Activity - Copy the entire passage below on polyacrylamide gel analysis of DNA and RNA, word for word.

Extract provided -
This section deals mainly with SDS-PAGE of proteins but you should be aware that a lot of DNA sequencing work is also carried out using polyacrylamide gels. RNA is easily broken down, or ‘unstable’. This is because ‘RNAses’, enzymes whose job is to chew up RNA, are found everywhere, even in our fingerprints. Special procedures must be employed to ensure the cleanliness of all apparatus and reagents used with RNA analysis. Analysis of DNA is performed on the single-stranded form, not the double-stranded form, but even so problems may arise due to the secondary structures assumed by these molecules.

The inclusion of denaturing agents such as urea or formamide is required to unfold the DNA/RNA strand and remove the influence of shape on the mobility of the molecule.

A diagram showing the DNA molecule tightly bound at one end but open at the other, just like a zip fastener partly undone.
Denaturation of DNA by urea. Notice that the urea in effect opens the DNA molecule like a zip fastener.

Some factors affecting DNA-PAGE

The gel
Sequencing gels are poured between two long glass plates with very thin spacers (0.4 mm or thinner). Bubbles may become a problem due to pouring and they will interfere with the polymerisation of the gel leading to unusable lanes. Scrupulously clean plates, siliconising one plate and extreme care during pouring are ways to minimise bubble formation.

A line diagram of a typical DNA sequencing gel (polyacrylamide), in a vertical tank, the negative electrode chamber at the top (with the sample wells) and the positive electrode chamber at the bottom.
This is an example of a typical DNA sequencing gel (polyacrylamide).

Provided material -
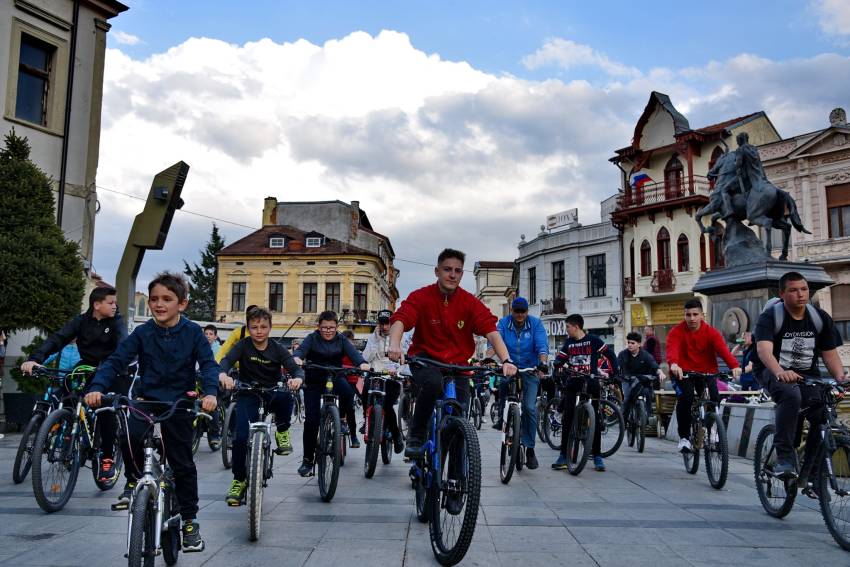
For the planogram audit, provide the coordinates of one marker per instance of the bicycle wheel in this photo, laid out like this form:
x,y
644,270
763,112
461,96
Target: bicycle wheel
x,y
23,458
580,440
776,495
328,452
716,449
835,497
228,431
375,435
56,460
142,525
256,480
510,445
613,428
454,506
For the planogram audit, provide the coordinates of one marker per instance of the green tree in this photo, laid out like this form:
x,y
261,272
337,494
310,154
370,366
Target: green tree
x,y
203,280
41,272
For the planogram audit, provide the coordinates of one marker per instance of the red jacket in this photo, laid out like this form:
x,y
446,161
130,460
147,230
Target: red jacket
x,y
697,351
444,325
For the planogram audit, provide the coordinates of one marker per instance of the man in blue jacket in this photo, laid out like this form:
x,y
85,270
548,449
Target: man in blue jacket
x,y
528,347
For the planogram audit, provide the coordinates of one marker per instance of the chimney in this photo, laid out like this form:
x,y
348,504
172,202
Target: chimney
x,y
270,211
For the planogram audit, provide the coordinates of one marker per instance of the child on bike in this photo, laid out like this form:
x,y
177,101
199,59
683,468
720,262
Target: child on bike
x,y
260,362
98,332
168,347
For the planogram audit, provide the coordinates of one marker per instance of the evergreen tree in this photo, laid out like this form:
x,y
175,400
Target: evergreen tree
x,y
41,272
203,280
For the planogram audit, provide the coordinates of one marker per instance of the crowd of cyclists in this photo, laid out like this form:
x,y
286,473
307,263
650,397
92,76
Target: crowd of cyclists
x,y
437,326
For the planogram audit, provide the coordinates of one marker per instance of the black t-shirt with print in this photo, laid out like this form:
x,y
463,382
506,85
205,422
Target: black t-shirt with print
x,y
798,345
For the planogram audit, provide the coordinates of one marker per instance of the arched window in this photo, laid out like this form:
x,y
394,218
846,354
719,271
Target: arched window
x,y
673,178
683,253
645,258
663,249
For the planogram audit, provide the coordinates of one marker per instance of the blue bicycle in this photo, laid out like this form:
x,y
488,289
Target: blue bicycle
x,y
447,479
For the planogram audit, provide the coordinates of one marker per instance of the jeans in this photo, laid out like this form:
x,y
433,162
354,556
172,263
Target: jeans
x,y
247,412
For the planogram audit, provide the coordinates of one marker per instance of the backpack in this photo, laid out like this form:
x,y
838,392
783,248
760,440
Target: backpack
x,y
779,315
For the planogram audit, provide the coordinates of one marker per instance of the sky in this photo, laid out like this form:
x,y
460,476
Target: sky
x,y
460,124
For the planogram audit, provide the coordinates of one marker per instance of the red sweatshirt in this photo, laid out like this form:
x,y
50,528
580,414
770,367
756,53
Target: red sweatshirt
x,y
697,351
444,324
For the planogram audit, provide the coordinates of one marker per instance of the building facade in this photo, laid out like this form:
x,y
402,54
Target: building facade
x,y
574,269
299,272
663,184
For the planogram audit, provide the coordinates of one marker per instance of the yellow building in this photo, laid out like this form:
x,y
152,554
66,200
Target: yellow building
x,y
299,273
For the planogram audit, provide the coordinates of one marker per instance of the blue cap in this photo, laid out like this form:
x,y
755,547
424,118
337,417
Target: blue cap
x,y
520,304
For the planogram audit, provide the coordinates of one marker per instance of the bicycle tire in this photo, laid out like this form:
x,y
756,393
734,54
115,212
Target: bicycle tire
x,y
716,453
839,528
23,458
228,429
256,480
458,440
776,502
552,426
328,456
141,549
375,431
509,454
58,421
613,428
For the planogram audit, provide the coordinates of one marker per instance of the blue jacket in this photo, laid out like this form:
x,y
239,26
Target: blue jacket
x,y
167,359
525,345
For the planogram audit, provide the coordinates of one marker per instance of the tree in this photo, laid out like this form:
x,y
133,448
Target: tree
x,y
203,280
41,272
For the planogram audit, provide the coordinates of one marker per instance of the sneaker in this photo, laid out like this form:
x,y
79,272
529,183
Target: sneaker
x,y
124,498
192,540
561,463
284,444
236,492
598,463
306,469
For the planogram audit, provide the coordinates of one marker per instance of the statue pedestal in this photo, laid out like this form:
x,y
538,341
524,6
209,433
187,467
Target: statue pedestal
x,y
738,294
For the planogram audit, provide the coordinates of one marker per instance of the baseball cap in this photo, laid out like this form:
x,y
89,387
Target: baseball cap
x,y
519,304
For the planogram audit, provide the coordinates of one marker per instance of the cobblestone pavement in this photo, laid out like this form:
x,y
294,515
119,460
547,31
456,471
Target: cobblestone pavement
x,y
645,510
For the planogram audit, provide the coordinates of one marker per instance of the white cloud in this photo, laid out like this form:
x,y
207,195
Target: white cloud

Exercise response -
This section deals mainly with SDS-PAGE of proteins but you should be aware that a lot of DNA sequencing work is also carried out using polyacrylamide gels. RNA is easily broken down, or ‘unstable’. This is because ‘RNAses’, enzymes whose job is to chew up RNA, are found everywhere, even in our fingerprints. Special procedures must be employed to ensure the cleanliness of all apparatus and reagents used with RNA analysis. Analysis of DNA is performed on the single-stranded form, not the double-stranded form, but even so problems may arise due to the secondary structures assumed by these molecules.

The inclusion of denaturing agents such as urea or formamide is required to unfold the DNA/RNA strand and remove the influence of shape on the mobility of the molecule.

A diagram showing the DNA molecule tightly bound at one end but open at the other, just like a zip fastener partly undone.
Denaturation of DNA by urea. Notice that the urea in effect opens the DNA molecule like a zip fastener.

Some factors affecting DNA-PAGE

The gel
Sequencing gels are poured between two long glass plates with very thin spacers (0.4 mm or thinner). Bubbles may become a problem due to pouring and they will interfere with the polymerisation of the gel leading to unusable lanes. Scrupulously clean plates, siliconising one plate and extreme care during pouring are ways to minimise bubble formation.

A line diagram of a typical DNA sequencing gel (polyacrylamide), in a vertical tank, the negative electrode chamber at the top (with the sample wells) and the positive electrode chamber at the bottom.
This is an example of a typical DNA sequencing gel (polyacrylamide).